(Saved data entries)

Start of Block

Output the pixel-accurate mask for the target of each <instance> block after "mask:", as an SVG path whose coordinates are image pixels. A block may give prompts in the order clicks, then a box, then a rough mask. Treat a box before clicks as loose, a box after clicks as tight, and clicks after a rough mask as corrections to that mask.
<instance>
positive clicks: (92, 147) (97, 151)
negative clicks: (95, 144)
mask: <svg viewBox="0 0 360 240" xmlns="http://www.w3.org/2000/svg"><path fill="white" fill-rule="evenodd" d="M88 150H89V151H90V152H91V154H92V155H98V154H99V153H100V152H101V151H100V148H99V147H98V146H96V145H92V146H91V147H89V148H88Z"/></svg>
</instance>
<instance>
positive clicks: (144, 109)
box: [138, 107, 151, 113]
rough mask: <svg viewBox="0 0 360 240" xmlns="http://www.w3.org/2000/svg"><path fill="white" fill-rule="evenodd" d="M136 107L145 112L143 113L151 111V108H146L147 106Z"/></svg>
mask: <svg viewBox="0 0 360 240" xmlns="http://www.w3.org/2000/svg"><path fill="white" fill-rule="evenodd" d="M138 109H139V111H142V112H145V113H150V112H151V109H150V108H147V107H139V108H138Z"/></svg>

End of Block

I need each line above reproduced exactly.

- [Response area]
Output the pixel-accurate mask for the target of each <instance> block after "mask:", as an SVG path whose coordinates are image pixels. A block may give prompts in the order clicks, then a box, then a rough mask. Treat a box before clicks as loose, a box after clicks as tight, and clicks after a rough mask as corrections to that mask.
<instance>
positive clicks: (92, 147) (97, 151)
negative clicks: (95, 144)
mask: <svg viewBox="0 0 360 240" xmlns="http://www.w3.org/2000/svg"><path fill="white" fill-rule="evenodd" d="M88 150H89V151H90V152H91V154H92V155H98V154H99V153H100V152H101V151H100V148H99V147H98V146H96V145H92V146H91V147H89V148H88Z"/></svg>
</instance>
<instance>
positive clicks: (144, 109)
box: [138, 107, 151, 113]
rough mask: <svg viewBox="0 0 360 240" xmlns="http://www.w3.org/2000/svg"><path fill="white" fill-rule="evenodd" d="M136 107L145 112L143 113L151 111V108H146L147 106Z"/></svg>
mask: <svg viewBox="0 0 360 240" xmlns="http://www.w3.org/2000/svg"><path fill="white" fill-rule="evenodd" d="M138 109H139V111H142V112H145V113H150V112H151V109H150V108H147V107H139V108H138Z"/></svg>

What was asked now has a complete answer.